2.3. Zur Ermittlung des maßgeblichen Sachverhaltes wurde vom O.ö. Verwaltungssenat am 20. Oktober 1997 am Sitz der Bezirkshauptmannschaft Braunau am Inn eine öffentliche mündliche Berufungsverhandlung anberaumt, zu der der Berufungswerber, die belangte Behörde und das Arbeitsinspektorat für den 10. Aufsichtsbezirk geladen wurden und erschienen sind; weiters wurden als Zeugen der anzeigende Arbeitsinspektor G G, der Polier J E und der Arbeitnehmer J H geladen und vernommen. 2.4. Aufgrund der mündlichen Verhandlung in Verbindung mit dem vorgelegten Verwaltungsakt ergab sich, daß der Polier J E am 29.10.1996 um 13.40 Uhr auf der Baustelle Zubau Wohnhaus L in S einen Baum, der sich zwischen zwei Wohnhäusern befand und bereits angeschnitten war, entfernen wollte. Kurz vorher hat er den befugten Kranführer Josef Beinhundner um ein Gemisch geschickt. Der Polier J E ist selbst auf den Baum geklettert, und als er oben angekommen war, mußte er feststellen, daß das Kranseil bzw. die Kette geringfügig, nämlich um ca. 10-20 cm zu kurz war, weshalb er diesen somit nicht anhängen konnte. Da sich unten gerade der Arbeitnehmer Johann Hofmann befand und der Zeuge E vom Baum aus gute Sicht auf das Steuerungskästchen im Kran hatte, wies er ihn an, den rechten Hebel ein bißchen nach vor zu schieben, was J H auch gemacht hat. Dadurch wurde der Abstand solcherart verringert, daß der Baum angehängt werden konnte. Genau in diesem Augenblick erschien der Arbeitsinspektor G G und stellte diese Tätigkeit als unbefugtes Führen des Kranes fest, zumal J H keinen Nachweis über die Fachkenntnisse zum Führen von Kränen vorweisen konnte.

2.5. Dies ergibt sich aus den klaren, schlüssigen und widerspruchsfreien Aussagen aller in der Verhandlung vernommenen Zeugen.

3. In rechtlicher Hinsicht hat der O.ö. Verwaltungssenat erwogen:

3.1. Gemäß § 130 Abs.1 Z20 ASchG begeht eine Verwaltungsübertretung, die mit Geldstrafe von 2.000 S bis 100.000 S, im Wiederholungsfall mit Geldstrafe von 4.000 S bis 200.000 S zu bestrafen ist, wer als Arbeitgeber entgegen diesem Bundesgesetz oder den dazu erlassenen Verordnungen Arbeitnehmer mit Arbeiten gemäß § 62 Abs.1 bis 3 beschäftigt, obwohl sie die zu deren Durchführung erforderlichen Voraussetzungen nicht erfüllen, oder selbst entgegen § 62 Abs.7 solche Arbeiten durchführt.

————————

**Arbeitsaufträge:**
- a) Wie lautet die Stelle im Lesetext von „3.1. Gemäß §“ bis „solche Arbeiten durchführt.“, wenn du sie aktualisierst und dabei „Arbeitgeber“ durch „Dienstgeber“ ersetzt?
- b) Beantworte anhand des Lesetexts:
(i) Um wie viel war das Kranseil bzw. die Kette zu kurz?
(ii) Welchen Hebel sollte J H nach vorn schieben?
(iii) Welcher Geldstrafenrahmen gilt nach § 130 Abs.1 Z20 ASchG im Wiederholungsfall?
- c) Stimmen diese Aussagen mit dem Lesetext überein? Antworte jeweils mit Ja oder Nein und zitiere die entscheidenden Worte.
(i) Der Polier J E kletterte selbst auf den Baum.
(ii) J H konnte einen Nachweis über Fachkenntnisse zum Führen von Kränen vorlegen.
(iii) Die Aussagen der vernommenen Zeugen widersprachen einander.

————————

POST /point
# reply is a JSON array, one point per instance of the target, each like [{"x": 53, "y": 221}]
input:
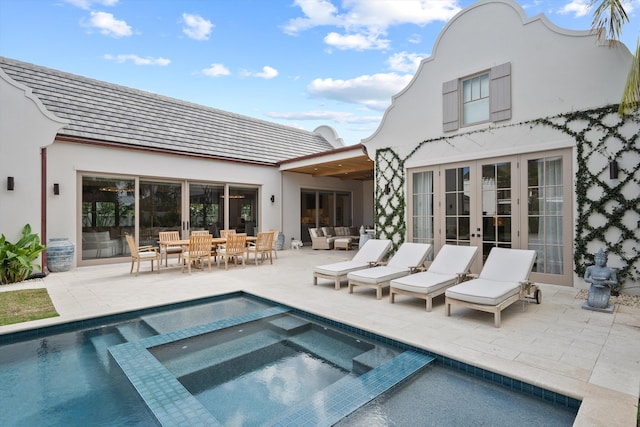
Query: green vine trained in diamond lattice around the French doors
[{"x": 600, "y": 135}]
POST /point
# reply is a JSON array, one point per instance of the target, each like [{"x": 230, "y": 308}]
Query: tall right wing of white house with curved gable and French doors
[{"x": 505, "y": 137}]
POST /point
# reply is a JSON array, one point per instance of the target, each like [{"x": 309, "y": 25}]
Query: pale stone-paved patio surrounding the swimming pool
[{"x": 557, "y": 345}]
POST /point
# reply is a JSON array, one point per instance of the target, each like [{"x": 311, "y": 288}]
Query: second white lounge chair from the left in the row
[{"x": 409, "y": 257}]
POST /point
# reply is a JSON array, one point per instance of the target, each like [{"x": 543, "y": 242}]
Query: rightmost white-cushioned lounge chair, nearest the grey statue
[{"x": 504, "y": 279}]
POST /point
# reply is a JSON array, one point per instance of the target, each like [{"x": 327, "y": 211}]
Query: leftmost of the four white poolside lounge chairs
[{"x": 373, "y": 251}]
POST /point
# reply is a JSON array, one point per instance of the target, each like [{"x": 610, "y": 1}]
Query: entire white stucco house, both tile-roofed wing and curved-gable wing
[{"x": 506, "y": 136}]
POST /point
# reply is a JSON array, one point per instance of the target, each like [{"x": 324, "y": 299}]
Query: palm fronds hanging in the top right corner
[{"x": 608, "y": 19}]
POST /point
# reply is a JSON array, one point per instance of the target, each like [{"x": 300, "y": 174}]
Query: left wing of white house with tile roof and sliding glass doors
[{"x": 92, "y": 162}]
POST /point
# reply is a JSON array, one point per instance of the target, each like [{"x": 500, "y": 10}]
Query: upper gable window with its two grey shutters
[{"x": 480, "y": 98}]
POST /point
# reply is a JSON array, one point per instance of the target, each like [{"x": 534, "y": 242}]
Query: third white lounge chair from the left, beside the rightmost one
[{"x": 446, "y": 270}]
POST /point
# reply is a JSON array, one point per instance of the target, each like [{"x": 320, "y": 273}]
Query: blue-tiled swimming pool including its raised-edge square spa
[{"x": 243, "y": 360}]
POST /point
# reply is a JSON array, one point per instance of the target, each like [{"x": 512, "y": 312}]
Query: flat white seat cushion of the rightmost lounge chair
[{"x": 482, "y": 291}]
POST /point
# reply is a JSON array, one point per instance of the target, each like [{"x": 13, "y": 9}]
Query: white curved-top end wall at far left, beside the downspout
[{"x": 25, "y": 127}]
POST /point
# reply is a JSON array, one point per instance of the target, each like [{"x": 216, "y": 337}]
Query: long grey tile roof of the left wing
[{"x": 107, "y": 112}]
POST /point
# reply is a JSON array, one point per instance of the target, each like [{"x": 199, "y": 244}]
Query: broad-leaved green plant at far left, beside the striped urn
[{"x": 16, "y": 259}]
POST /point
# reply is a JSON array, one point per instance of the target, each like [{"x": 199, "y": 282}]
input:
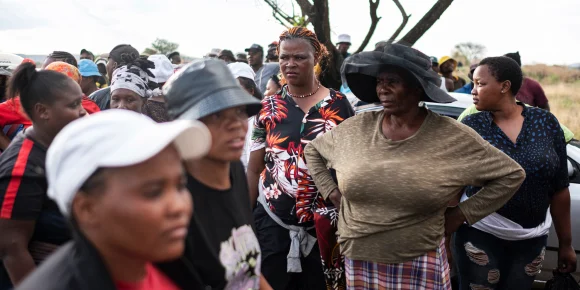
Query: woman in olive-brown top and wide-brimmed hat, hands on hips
[{"x": 408, "y": 164}]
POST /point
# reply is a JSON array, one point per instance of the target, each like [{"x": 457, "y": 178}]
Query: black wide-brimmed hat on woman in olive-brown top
[{"x": 360, "y": 71}]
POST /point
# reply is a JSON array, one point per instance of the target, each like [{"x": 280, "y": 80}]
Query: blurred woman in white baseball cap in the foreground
[{"x": 127, "y": 203}]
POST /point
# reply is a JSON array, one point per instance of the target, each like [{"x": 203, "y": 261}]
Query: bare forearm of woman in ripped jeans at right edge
[{"x": 560, "y": 210}]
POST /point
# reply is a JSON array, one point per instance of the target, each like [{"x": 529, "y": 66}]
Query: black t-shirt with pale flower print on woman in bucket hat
[{"x": 226, "y": 250}]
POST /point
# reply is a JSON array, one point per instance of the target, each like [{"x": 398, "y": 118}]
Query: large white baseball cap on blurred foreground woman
[{"x": 114, "y": 138}]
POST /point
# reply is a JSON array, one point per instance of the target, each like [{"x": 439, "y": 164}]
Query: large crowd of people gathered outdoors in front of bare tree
[{"x": 139, "y": 172}]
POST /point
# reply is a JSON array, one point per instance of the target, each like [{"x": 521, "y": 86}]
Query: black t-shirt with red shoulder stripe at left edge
[{"x": 23, "y": 188}]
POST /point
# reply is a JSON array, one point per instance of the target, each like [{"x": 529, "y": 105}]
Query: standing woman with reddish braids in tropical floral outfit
[{"x": 295, "y": 226}]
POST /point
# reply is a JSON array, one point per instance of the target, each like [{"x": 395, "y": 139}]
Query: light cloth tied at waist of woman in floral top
[{"x": 301, "y": 242}]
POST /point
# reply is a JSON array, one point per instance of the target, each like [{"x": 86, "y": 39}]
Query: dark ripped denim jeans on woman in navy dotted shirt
[{"x": 486, "y": 262}]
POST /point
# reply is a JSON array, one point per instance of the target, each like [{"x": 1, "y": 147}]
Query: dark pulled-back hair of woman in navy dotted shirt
[{"x": 505, "y": 69}]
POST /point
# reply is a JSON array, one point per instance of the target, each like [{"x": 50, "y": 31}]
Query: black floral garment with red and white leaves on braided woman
[{"x": 284, "y": 129}]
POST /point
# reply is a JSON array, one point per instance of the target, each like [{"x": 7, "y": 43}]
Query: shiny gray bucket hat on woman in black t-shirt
[{"x": 205, "y": 87}]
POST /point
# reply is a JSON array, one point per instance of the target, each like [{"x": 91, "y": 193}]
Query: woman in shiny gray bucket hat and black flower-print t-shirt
[{"x": 225, "y": 249}]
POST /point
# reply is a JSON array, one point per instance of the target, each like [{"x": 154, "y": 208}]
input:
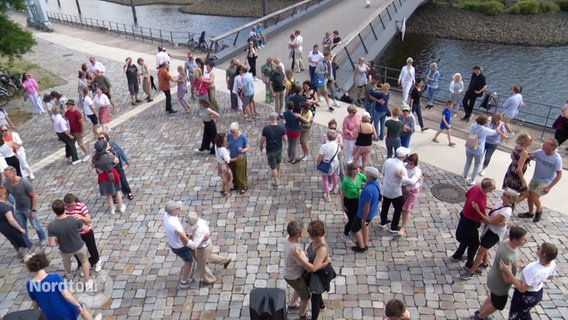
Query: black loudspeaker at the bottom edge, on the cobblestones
[{"x": 268, "y": 304}]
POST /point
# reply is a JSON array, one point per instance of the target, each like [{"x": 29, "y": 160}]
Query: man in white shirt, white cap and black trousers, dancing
[{"x": 393, "y": 171}]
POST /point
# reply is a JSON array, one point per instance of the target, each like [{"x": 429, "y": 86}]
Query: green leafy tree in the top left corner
[{"x": 14, "y": 41}]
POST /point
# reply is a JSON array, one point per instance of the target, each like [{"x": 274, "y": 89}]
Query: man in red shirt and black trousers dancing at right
[{"x": 467, "y": 233}]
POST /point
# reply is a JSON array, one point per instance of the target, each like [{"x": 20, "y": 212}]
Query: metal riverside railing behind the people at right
[{"x": 536, "y": 114}]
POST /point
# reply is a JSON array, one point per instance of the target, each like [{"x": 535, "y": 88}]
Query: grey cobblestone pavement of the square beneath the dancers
[{"x": 141, "y": 273}]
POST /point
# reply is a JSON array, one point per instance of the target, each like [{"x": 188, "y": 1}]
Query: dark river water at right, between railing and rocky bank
[{"x": 540, "y": 70}]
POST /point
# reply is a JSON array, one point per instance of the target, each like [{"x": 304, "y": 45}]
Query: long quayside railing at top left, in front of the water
[{"x": 154, "y": 35}]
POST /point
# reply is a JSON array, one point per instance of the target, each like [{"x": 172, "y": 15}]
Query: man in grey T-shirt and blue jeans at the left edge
[{"x": 26, "y": 201}]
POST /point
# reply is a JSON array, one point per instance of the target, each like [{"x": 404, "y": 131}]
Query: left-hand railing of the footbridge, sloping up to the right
[{"x": 237, "y": 37}]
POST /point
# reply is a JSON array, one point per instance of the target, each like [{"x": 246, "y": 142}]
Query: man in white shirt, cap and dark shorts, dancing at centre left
[{"x": 177, "y": 239}]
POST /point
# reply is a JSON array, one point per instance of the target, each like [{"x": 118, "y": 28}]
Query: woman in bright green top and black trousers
[{"x": 350, "y": 190}]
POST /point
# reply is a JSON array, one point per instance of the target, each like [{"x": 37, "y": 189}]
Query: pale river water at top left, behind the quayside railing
[{"x": 165, "y": 17}]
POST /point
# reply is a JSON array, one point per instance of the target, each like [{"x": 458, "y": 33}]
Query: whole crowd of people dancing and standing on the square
[{"x": 342, "y": 161}]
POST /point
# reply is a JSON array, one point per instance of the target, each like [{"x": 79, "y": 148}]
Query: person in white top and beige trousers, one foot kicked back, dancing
[{"x": 202, "y": 247}]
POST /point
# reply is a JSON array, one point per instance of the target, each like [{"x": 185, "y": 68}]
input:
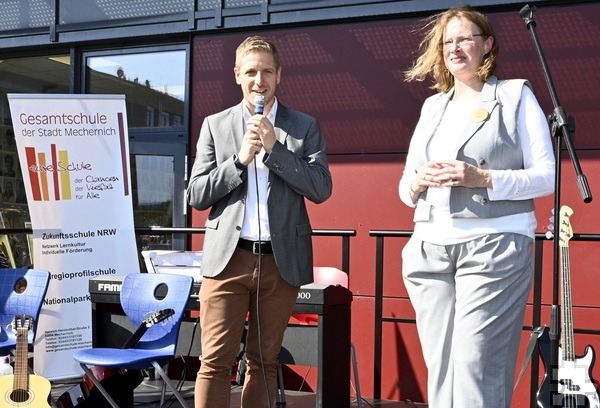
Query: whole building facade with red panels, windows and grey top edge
[{"x": 343, "y": 62}]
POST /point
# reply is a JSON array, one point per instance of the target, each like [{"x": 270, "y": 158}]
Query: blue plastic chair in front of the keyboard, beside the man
[{"x": 142, "y": 295}]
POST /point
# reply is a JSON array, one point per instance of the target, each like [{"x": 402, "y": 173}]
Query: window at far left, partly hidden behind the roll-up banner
[{"x": 39, "y": 75}]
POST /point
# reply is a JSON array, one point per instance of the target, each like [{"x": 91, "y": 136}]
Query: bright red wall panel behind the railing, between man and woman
[{"x": 365, "y": 197}]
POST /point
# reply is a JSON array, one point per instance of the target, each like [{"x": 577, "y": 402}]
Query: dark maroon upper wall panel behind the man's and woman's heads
[{"x": 350, "y": 76}]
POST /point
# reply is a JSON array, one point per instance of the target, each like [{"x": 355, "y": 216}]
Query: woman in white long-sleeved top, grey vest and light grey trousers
[{"x": 480, "y": 154}]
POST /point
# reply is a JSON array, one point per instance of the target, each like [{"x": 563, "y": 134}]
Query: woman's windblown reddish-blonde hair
[{"x": 431, "y": 60}]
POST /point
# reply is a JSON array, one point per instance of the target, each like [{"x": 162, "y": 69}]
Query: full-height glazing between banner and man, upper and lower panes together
[{"x": 154, "y": 85}]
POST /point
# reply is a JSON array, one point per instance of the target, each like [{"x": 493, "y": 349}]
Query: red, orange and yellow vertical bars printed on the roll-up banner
[{"x": 38, "y": 174}]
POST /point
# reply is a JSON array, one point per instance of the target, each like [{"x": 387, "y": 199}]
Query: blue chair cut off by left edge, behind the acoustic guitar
[{"x": 22, "y": 292}]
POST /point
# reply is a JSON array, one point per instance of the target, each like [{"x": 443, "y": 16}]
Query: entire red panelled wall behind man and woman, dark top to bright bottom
[{"x": 350, "y": 77}]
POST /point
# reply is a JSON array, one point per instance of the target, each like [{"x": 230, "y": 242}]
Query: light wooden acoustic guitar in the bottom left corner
[{"x": 22, "y": 389}]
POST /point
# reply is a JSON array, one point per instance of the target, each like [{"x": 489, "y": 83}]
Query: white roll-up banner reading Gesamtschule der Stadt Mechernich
[{"x": 74, "y": 156}]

————————

**Lösungen der Aufgaben:**
- a)
3.1. Gemäß § 130 Abs.1 Z20 ASchG begeht eine Verwaltungsübertretung, die mit Geldstrafe von 2.000 S bis 100.000 S, im Wiederholungsfall mit Geldstrafe von 4.000 S bis 200.000 S zu bestrafen ist, wer als Dienstgeber entgegen diesem Bundesgesetz oder den dazu erlassenen Verordnungen Arbeitnehmer mit Arbeiten gemäß § 62 Abs.1 bis 3 beschäftigt, obwohl sie die zu deren Durchführung erforderlichen Voraussetzungen nicht erfüllen, oder selbst entgegen § 62 Abs.7 solche Arbeiten durchführt.

- b)
(i) Um ca. 10-20 cm.
(ii) Den rechten Hebel.
(iii) 4.000 S bis 200.000 S.

- c)
(i) Ja: „Der Polier J E ist selbst auf den Baum geklettert“
(ii) Nein: „zumal J H keinen Nachweis über die Fachkenntnisse zum Führen von Kränen vorweisen konnte“
(iii) Nein: „aus den klaren, schlüssigen und widerspruchsfreien Aussagen aller in der Verhandlung vernommenen Zeugen“